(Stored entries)
Segment Open

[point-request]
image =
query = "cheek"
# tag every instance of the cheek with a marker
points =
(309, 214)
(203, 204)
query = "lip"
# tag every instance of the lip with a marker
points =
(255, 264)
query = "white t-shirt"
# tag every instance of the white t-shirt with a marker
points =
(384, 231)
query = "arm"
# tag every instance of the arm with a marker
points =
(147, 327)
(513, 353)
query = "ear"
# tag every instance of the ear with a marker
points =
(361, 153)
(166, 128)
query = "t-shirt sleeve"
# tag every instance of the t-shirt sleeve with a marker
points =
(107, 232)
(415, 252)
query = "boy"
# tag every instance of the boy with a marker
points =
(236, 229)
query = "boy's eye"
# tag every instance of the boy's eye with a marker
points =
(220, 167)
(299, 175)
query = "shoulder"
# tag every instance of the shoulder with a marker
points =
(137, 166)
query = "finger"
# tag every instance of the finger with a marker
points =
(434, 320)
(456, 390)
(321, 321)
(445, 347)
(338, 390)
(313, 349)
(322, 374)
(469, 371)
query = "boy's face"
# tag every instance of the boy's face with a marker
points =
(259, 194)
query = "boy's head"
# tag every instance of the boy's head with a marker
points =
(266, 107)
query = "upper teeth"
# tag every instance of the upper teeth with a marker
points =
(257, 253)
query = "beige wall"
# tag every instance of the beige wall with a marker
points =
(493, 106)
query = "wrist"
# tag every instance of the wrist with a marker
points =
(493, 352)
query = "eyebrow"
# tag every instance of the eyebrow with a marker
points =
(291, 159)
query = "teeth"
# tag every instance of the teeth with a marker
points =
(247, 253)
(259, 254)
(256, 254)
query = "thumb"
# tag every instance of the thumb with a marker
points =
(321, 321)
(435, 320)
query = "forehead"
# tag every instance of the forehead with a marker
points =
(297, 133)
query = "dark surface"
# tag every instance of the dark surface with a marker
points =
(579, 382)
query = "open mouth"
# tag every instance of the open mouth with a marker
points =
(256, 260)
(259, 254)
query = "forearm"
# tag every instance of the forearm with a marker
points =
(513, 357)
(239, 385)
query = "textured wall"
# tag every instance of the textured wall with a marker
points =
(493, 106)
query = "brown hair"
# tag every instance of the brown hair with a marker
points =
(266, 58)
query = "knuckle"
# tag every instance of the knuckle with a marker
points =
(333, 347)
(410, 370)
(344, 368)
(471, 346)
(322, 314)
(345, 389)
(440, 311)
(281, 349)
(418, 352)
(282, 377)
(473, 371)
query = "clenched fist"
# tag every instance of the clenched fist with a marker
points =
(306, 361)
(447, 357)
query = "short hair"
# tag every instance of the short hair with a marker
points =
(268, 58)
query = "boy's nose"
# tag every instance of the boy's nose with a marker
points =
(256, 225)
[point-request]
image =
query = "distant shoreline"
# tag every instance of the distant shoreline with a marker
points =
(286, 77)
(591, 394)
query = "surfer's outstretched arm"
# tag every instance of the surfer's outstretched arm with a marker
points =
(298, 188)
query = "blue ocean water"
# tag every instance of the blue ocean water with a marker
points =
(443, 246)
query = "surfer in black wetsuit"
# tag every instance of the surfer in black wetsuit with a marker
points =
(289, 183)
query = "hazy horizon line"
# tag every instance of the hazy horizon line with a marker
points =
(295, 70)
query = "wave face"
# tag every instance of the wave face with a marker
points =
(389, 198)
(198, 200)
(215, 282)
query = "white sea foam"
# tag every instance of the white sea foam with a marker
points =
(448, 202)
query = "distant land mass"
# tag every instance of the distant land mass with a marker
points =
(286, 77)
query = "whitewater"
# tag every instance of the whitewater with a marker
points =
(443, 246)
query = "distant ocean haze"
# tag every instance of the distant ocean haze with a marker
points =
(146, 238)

Segment Closed

Exercise directions
Using the records above, find and show each line with the string "forehead".

Solution below
query = "forehead"
# tag every instance of the forehead with a marker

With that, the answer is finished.